# Firearms and Shooting > Projects and Home Builds >  couple of wee things

## tui_man2

Well getting anoyed from sitting up with the boy been crook an waiting for him to nod off as beds the not cool enough

Anyway heres the hunters super light model- ranges from 170-280grams
(NOT for range use/target shooting made for hunters use upto 6-7 shots in a row then allow to cool, sight your rifle in with it off then put on an takes 2-3 shots to adjust to the right POI if you even have to)





An heres the prototype muilti stack unit
(as the real things have been lost in freight on way back from anodising last week so some luckey will get enough for 15 of these an 15 normal suppressors :Pissed Off: )




That can be shortened to what ever you require like........................





An a little 22mag one


Enjoy

----------


## distant stalker

I like the concept, what calibre is the super light model suited up to? Like the concept of the stack models too

----------


## baldbob

You have a thing for losing "things" in transit dontcha  :Wink:

----------


## veitnamcam

Is the carbon stuctural? looks the biz :Thumbsup:

----------


## tui_man2

> I like the concept, what calibre is the super light model suited up to? Like the concept of the stack models too


Upto rem mag/win mag they will just be the little heaveir, when i get next lot done ill put a add up here to show all the modles etc




> You have a thing for losing "things" in transit dontcha


Tell me about it tho this was on nzc an always been good, not that happy about loosing 30 tho




> Is the carbon stuctural? looks the biz


Yep shes carbon fibre body :Grin:

----------


## R93

Its not my one you have lost in transit? I was looking forward to my new toy.

============================================================

== Your tasks ==
1 > Answer these questions from the forum thread, each on its own line:
(a) What weight range is given for the hunters super light model?
(b) Up to which calibers is the super light model suited?
(c) What material is the body made of?
2 > In the forum thread, rewrite the part that opens with the words "Anyway heres the" and closes with "suppressors :Pissed Off: )", swapping "hunters" for "stalkers".

============================================================

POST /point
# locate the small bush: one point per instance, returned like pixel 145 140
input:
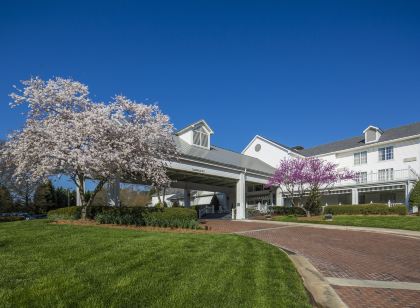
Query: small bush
pixel 72 212
pixel 11 218
pixel 283 210
pixel 162 217
pixel 398 210
pixel 365 209
pixel 197 208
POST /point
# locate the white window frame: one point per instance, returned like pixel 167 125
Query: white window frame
pixel 386 174
pixel 360 158
pixel 202 137
pixel 386 153
pixel 361 177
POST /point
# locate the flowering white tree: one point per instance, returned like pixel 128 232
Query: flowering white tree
pixel 67 133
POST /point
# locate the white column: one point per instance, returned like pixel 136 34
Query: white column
pixel 354 196
pixel 240 197
pixel 187 198
pixel 279 197
pixel 408 187
pixel 225 206
pixel 113 192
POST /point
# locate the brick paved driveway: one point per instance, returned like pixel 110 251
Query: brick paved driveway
pixel 346 254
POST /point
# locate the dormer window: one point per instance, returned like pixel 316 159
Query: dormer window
pixel 197 134
pixel 200 137
pixel 372 134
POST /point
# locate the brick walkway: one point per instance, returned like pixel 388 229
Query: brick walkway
pixel 346 254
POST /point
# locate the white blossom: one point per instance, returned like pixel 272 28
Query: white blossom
pixel 67 133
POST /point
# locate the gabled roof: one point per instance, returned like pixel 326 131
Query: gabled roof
pixel 373 127
pixel 275 143
pixel 222 156
pixel 191 126
pixel 387 135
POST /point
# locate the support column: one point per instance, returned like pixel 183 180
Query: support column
pixel 187 198
pixel 225 206
pixel 114 192
pixel 408 187
pixel 240 197
pixel 354 196
pixel 279 197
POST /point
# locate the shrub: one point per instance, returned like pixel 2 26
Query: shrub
pixel 365 209
pixel 11 218
pixel 283 210
pixel 197 208
pixel 159 217
pixel 398 210
pixel 313 202
pixel 72 212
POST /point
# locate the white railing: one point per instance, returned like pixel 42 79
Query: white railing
pixel 208 209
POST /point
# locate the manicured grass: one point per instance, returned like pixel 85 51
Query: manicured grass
pixel 392 222
pixel 65 265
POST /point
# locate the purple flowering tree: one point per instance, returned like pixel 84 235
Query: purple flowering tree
pixel 290 178
pixel 297 176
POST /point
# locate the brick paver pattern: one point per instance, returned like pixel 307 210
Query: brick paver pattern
pixel 346 254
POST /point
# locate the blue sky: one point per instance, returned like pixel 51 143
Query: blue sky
pixel 299 72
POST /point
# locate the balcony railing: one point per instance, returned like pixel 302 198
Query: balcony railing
pixel 380 177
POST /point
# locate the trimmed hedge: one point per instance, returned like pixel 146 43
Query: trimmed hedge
pixel 162 217
pixel 365 209
pixel 72 212
pixel 139 216
pixel 11 218
pixel 284 211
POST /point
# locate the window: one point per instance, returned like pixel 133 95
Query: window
pixel 386 153
pixel 200 137
pixel 360 158
pixel 386 174
pixel 361 177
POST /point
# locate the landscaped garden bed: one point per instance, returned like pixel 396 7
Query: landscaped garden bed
pixel 50 265
pixel 136 216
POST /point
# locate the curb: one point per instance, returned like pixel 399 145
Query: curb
pixel 321 291
pixel 397 232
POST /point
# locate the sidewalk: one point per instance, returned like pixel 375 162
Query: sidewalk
pixel 405 233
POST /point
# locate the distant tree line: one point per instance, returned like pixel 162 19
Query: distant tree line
pixel 45 198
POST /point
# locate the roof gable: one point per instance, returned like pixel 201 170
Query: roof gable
pixel 200 123
pixel 405 131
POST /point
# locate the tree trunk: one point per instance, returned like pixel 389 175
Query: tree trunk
pixel 163 197
pixel 158 192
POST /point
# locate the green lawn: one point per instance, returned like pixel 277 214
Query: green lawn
pixel 64 265
pixel 392 222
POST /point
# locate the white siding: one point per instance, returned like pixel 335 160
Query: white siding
pixel 269 152
pixel 402 150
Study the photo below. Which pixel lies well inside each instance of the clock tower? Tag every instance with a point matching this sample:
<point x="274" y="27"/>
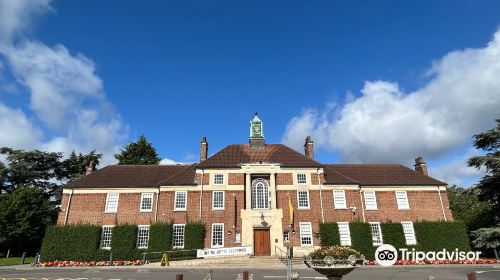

============================================================

== Answer set ==
1 >
(a) 170-280 grams
(b) Up to rem mag/win mag
(c) Carbon fibre

2 >
Anyway heres the stalkers super light model- ranges from 170-280grams
(NOT for range use/target shooting made for stalkers use upto 6-7 shots in a row then allow to cool, sight your rifle in with it off then put on an takes 2-3 shots to adjust to the right POI if you even have to)





An heres the prototype muilti stack unit
(as the real things have been lost in freight on way back from anodising last week so some luckey will get enough for 15 of these an 15 normal suppressors :Pissed Off: )